» Challenge
Transcribe the passage of the text on board effectiveness below verbatim, starting with "Whether you lead" and going on through "and customer needs?".

» Provided text
● ● ● ●

Is Your Board and CEO Steering the Organization to a Successful Future?

Whether you lead a global conglomerate or a mid-sized privately-held firm, the effectiveness of your board, and your relationship with the board can have a profound impact on your role and success in achieving company objectives.

The extreme nature of changes impacting businesses today demands board members who are savvy and attuned to what’s required to steer the company they serve in today’s global and volatile market. Increased expectations and accountability of board members are based on the pace of change and the size and scope of key board responsibilities such as:

  • Is company strategy on target?
  • Is today’s business model appropriate and flexible enough to meet business goals given constantly shifting market and customer needs?
  • Does the company have the talent and resources it needs to succeed?
  • Does the company have the agility and resilience needed to address a wide array of potential risks?

● ● ● ●

» Entries
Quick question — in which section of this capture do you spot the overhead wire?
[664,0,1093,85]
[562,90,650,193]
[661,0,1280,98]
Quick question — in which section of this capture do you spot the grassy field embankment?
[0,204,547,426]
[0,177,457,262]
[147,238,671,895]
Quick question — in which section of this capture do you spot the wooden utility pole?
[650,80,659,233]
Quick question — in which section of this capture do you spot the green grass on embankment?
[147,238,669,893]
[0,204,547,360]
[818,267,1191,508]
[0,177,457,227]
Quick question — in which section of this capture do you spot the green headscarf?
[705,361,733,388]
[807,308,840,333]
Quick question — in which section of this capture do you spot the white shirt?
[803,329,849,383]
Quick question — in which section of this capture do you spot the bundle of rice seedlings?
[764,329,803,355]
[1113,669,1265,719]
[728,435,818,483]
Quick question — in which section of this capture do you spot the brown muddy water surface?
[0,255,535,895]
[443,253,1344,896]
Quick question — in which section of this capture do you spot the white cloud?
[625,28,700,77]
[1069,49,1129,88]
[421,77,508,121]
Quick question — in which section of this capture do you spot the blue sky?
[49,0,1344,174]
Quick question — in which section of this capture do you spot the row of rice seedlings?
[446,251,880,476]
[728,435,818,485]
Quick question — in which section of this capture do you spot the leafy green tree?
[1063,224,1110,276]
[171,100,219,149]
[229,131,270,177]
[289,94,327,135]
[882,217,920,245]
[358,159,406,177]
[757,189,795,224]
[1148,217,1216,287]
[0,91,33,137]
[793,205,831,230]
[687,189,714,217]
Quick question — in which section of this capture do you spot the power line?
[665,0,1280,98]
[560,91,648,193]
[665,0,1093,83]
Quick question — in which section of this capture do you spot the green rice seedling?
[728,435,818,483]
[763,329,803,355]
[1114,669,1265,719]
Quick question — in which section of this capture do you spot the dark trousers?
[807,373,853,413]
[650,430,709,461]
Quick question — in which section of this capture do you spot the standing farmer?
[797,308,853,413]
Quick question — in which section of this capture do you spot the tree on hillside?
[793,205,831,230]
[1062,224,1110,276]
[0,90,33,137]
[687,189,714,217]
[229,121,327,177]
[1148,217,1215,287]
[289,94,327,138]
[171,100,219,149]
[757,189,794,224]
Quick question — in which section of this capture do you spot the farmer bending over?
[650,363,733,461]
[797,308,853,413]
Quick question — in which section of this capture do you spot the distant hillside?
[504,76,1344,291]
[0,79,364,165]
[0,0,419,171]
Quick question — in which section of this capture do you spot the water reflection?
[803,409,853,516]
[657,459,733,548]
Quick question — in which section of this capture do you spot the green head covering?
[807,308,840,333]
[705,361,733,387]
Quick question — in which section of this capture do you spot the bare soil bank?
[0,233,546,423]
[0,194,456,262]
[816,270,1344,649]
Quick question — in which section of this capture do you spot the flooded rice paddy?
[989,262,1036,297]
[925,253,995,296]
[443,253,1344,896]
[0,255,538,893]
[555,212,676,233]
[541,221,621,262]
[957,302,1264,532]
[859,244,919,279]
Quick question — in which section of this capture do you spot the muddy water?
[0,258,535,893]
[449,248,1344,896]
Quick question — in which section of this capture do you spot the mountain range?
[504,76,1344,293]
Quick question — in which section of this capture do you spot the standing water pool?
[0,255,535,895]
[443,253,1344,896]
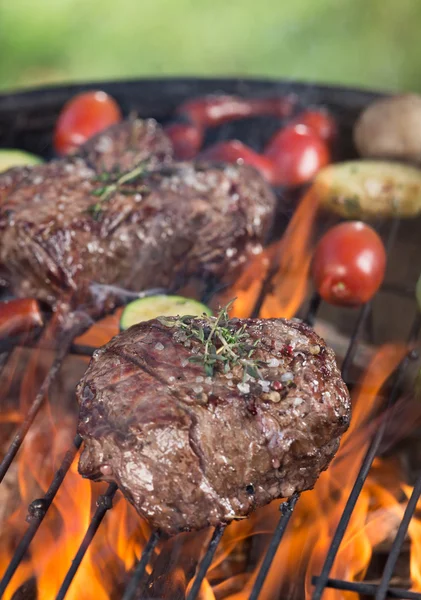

● ● ● ●

» Response
Whether you lead a global conglomerate or a mid-sized privately-held firm, the effectiveness of your board, and your relationship with the board can have a profound impact on your role and success in achieving company objectives.

The extreme nature of changes impacting businesses today demands board members who are savvy and attuned to what’s required to steer the company they serve in today’s global and volatile market. Increased expectations and accountability of board members are based on the pace of change and the size and scope of key board responsibilities such as:

  • Is company strategy on target?
  • Is today’s business model appropriate and flexible enough to meet business goals given constantly shifting market and customer needs?